### WHAT TO WORK ON
Copy word for word everything in the non-compete passage from "- Valuable confidential" down to "or specialized training.".

### PROVIDED PASSAGE
:::::
The value of your business comes from a variety of sources: inventory, trademarks, equipment, trade secrets, customer lists, and goodwill. Protecting these assets is critical to the long-term success of your business. One of the best ways of ensuring this protection is via a non-compete agreement. This will allow your business to prevent someone who has or had business relationship with your business from becoming direct competition.
The well-known use of a non-compete is to prevent a former employee or owner from directly competing. However, it can also be used to prevent competition from contractors, licensees, franchisees, and distributors. A properly drafted non-compete agreement can be a very powerful tool in protecting your business in a wide variety of its business dealings.
All that said, for a non-compete to be effective, while at the same time preventing a business from casually wielding such power, the law requires that a non-compete agreement be reasonably necessary to protect a legitimate business interest. If it does not, a court will not enforce the non-compete. The law defines a legitimate business interest as including, but not necessarily limited to:
- Trade secrets.
- Valuable confidential business or professional information that otherwise does not qualify as a trade secret.
- Existing substantial relationships with specific prospective or existing customers, patients, or clients.
- Customer, patient, or client goodwill associated with:
- An ongoing business or professional practice, by way of trade name, trademark, service mark, or “trade dress”;
- A specific geographic location; or
- A specific marketing or trade area.
- Extraordinary or specialized training.
When a business attempts to enforce a non-compete, in addition to proving that it has a legitimate business interest, the business as has the burden of proving that the non-compete is reasonable in length of time and geographic scope. The non-compete should only be as broad in time and location as is necessary to protect the legitimate business interest. For example, a non-compete for a business that only operates in Miami that prevents its former CEO from competing anywhere in Florida may likely be seen as unreasonable as the business does not operate in the entire state. On the other hand, if the business operates throughout the Western Hemisphere a non-compete that prohibits the former CEO from competing anywhere in North America could very well be enforceable.
The nature of the relationship between the business and the person the business is trying to prevent from competing also plays a factor in determining reasonableness. Non-competes are utilized for a variety of business relationships: employees, contractors, partners, licensees, and former owners (the seller in a business acquisition). Florida law provides that non-competes against employees that are less than six months in length are presumed reasonable and over two years are presumed unreasonable, whereas a non-compete against the seller of a business, anything less than 3 years is presumed reasonable and over seven years is presumed unreasonable. But keep in mind these are presumptions that can be defeated, so simply having all your employees sign non-competes with a one-year term will not necessarily be deemed reasonable by a court.
:::::
### DATA EXCERPTS
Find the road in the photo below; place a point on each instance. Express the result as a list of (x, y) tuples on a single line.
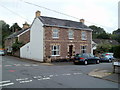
[(20, 73)]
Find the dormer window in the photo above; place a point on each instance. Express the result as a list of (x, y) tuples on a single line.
[(83, 35), (55, 33), (71, 34)]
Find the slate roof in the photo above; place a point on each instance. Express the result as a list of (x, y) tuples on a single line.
[(16, 33), (50, 21), (106, 41)]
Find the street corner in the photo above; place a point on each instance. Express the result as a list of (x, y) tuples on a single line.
[(99, 73), (47, 64)]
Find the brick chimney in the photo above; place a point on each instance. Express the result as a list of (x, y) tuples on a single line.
[(26, 25), (82, 21), (37, 14)]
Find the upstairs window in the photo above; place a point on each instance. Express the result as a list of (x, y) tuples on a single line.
[(71, 34), (55, 33), (55, 50), (83, 35)]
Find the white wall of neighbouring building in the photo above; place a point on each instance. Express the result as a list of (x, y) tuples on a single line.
[(34, 50)]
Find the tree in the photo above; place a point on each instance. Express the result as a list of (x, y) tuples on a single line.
[(15, 27)]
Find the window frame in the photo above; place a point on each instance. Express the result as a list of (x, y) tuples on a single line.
[(84, 49), (57, 50), (71, 33), (83, 35)]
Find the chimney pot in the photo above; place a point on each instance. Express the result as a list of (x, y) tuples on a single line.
[(26, 25), (38, 13)]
:::::
### REPLY TO THE EXERCISE
- Valuable confidential business or professional information that otherwise does not qualify as a trade secret.
- Existing substantial relationships with specific prospective or existing customers, patients, or clients.
- Customer, patient, or client goodwill associated with:
- An ongoing business or professional practice, by way of trade name, trademark, service mark, or “trade dress”;
- A specific geographic location; or
- A specific marketing or trade area.
- Extraordinary or specialized training.